Requirement:
From top to bottom, restate the entries below word for word.

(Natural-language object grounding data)
---*---

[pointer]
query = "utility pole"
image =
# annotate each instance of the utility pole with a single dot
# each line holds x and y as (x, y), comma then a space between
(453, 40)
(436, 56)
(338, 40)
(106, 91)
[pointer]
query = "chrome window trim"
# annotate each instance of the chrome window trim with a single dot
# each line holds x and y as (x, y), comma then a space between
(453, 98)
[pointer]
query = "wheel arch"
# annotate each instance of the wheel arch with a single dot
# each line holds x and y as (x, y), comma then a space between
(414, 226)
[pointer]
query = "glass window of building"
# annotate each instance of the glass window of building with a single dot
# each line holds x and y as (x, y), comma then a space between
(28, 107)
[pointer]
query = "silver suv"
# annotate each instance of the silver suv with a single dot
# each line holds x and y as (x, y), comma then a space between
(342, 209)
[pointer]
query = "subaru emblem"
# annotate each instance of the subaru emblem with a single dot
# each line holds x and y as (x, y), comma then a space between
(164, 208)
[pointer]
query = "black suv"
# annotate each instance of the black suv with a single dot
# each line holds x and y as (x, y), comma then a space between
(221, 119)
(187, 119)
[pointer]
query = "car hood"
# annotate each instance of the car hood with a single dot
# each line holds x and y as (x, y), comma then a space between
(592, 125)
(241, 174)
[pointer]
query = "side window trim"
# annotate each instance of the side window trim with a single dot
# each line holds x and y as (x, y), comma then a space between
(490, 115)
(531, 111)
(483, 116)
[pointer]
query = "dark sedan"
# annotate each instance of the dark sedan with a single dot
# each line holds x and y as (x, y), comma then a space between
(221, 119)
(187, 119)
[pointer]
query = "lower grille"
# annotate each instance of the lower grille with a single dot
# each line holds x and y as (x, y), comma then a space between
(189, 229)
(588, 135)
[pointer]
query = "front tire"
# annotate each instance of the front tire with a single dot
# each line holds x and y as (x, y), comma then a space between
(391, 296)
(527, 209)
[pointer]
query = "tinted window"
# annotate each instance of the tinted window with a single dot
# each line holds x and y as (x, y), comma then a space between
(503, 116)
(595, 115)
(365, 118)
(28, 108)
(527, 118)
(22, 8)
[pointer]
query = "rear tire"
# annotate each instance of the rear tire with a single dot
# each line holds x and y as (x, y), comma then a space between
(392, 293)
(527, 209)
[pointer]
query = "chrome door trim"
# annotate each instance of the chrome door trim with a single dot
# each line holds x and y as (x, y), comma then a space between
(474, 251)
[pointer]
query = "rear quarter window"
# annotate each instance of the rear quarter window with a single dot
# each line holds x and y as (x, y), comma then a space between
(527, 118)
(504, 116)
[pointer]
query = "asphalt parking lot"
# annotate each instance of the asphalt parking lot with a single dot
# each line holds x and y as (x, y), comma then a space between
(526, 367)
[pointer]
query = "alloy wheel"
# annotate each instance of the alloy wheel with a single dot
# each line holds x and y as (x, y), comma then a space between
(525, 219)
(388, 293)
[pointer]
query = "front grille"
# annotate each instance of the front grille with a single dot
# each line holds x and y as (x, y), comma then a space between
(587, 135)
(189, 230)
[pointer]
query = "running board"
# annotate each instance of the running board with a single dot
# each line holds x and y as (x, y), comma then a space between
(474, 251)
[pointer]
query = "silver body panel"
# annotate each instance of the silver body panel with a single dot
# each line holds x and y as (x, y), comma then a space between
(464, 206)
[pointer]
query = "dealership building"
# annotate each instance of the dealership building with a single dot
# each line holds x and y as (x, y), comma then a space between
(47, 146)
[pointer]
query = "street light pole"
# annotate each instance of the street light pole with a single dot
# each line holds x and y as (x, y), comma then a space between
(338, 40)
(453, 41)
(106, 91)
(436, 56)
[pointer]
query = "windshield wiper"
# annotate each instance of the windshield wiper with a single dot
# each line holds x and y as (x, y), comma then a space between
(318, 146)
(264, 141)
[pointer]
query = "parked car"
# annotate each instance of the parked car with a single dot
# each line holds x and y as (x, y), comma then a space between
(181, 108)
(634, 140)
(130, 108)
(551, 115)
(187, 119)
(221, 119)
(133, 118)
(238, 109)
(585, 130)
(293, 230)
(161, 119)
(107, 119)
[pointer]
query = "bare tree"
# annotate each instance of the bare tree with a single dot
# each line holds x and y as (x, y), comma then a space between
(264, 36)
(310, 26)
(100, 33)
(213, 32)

---*---

Reply to the exercise:
[pointer]
query = "utility pole"
image =
# annotate each instance of the utility pole with a single dot
# each line holds x and y as (x, y), comma then a space between
(453, 40)
(436, 56)
(338, 40)
(106, 91)
[pointer]
query = "chrome window trim"
# annotate each instance of the chrome window trim with a single dot
# each line holds x and y as (x, y), comma then a space between
(453, 98)
[pointer]
query = "wheel arch"
# annotate each instance of the wheel arch with a single dot
# each line holds x and y as (x, y), comma then a space between
(414, 226)
[pointer]
query = "glass window of building"
# annotate each instance of the glass window of building with a single dot
# each line holds x and y as (x, y), comma then a space between
(28, 107)
[pointer]
query = "silver suv"
# annotate each instance of the silver suv with a single dot
# each line holds x and y as (x, y), comma then a space between
(342, 209)
[pointer]
query = "subaru emblem"
# annotate each instance of the subaru emblem with a single dot
# each line holds x and y as (x, y), comma then a space between
(164, 208)
[pointer]
query = "black suv"
# annotate each instance of the black suv with a single dot
# each line holds x and y as (x, y), comma then a space between
(221, 119)
(187, 119)
[pointer]
query = "car hood"
# annotate each instance of the car hood with a single dot
# each line holds x and y as (x, y), comma then a space between
(592, 125)
(241, 174)
[pointer]
query = "side window trim"
# annotate each instance of the side window trim with a single dot
# each line holds x and y as (x, y), comma then a space between
(490, 115)
(531, 111)
(483, 116)
[pointer]
query = "dark sedan"
# annotate each instance of the dark sedan with a single dot
# each line holds x and y as (x, y), comma then a space between
(221, 119)
(187, 119)
[pointer]
query = "lower grille"
# annotate each instance of the lower grille with a single dot
# each line holds x and y as (x, y), comma then a space between
(189, 229)
(588, 135)
[pointer]
query = "front tire"
# annotate each instance of the front tire with a single dot
# each line holds x and y as (x, y), comma then a space between
(391, 296)
(527, 209)
[pointer]
query = "tinted window"
# annotate each instance of the tinted window with a single dot
# each line holds x and y as (x, y), comma then a space between
(503, 116)
(595, 115)
(365, 118)
(28, 108)
(527, 118)
(22, 8)
[pointer]
query = "rear tire"
# annotate each instance of the rear tire with a single dot
# each line holds x and y as (x, y), comma then a space between
(392, 293)
(527, 209)
[pointer]
query = "chrome door trim"
# annotate each instance of the chrome door trim with a single dot
# each line holds x and y as (x, y), comma then a space between
(474, 251)
[pointer]
query = "rear quarter window"
# annotate each instance of the rear quarter window with a single dot
# each line holds x and y as (x, y), comma then a space between
(527, 118)
(504, 116)
[pointer]
query = "asphalt parking lot"
# annotate each instance of the asphalt parking lot with a single dot
# each line holds x and y as (x, y), comma then a space between
(526, 367)
[pointer]
query = "alloy wheel"
# annotate each instance of the alloy wheel with a single dot
# each line holds x and y as (x, y), comma then a space between
(525, 219)
(388, 293)
[pointer]
query = "front grille"
# annotate each instance of the front grille with a single dot
# each line holds x and y as (x, y), comma then a space between
(587, 135)
(189, 230)
[pointer]
query = "running board"
# annotate each instance of the running board with a single dot
# each line holds x and y as (x, y), comma then a space between
(474, 251)
[pointer]
query = "silver body panel"
# annotate each instance of the silver body panel with a single dot
# each line holds x and y as (x, y), comma then a space between
(464, 206)
[pointer]
query = "dealership building"
# annotate each instance of the dealership building with a single dot
# each line holds x and y as (x, y), comma then a space between
(47, 146)
[pointer]
query = "street light pole"
# annotate each instance of the street light pole with a single dot
# each line holds x and y as (x, y), comma then a space between
(338, 40)
(453, 41)
(106, 91)
(436, 56)
[pointer]
query = "windshield wiper"
# annotate each instance of the windshield wiper with a single dot
# each line holds x and y as (x, y), comma then a space between
(318, 146)
(264, 141)
[pointer]
query = "parked car"
# annotate each instance of the parked car with a single dot
# each line holds x and y as (x, y), comma then a space between
(181, 108)
(634, 140)
(130, 108)
(551, 115)
(187, 119)
(221, 119)
(133, 118)
(238, 109)
(585, 130)
(293, 230)
(161, 119)
(107, 119)
[pointer]
query = "bare tree"
# annotate each instance of the bare tree with a single dot
# each line holds x and y as (x, y), comma then a space between
(264, 36)
(310, 26)
(100, 33)
(213, 32)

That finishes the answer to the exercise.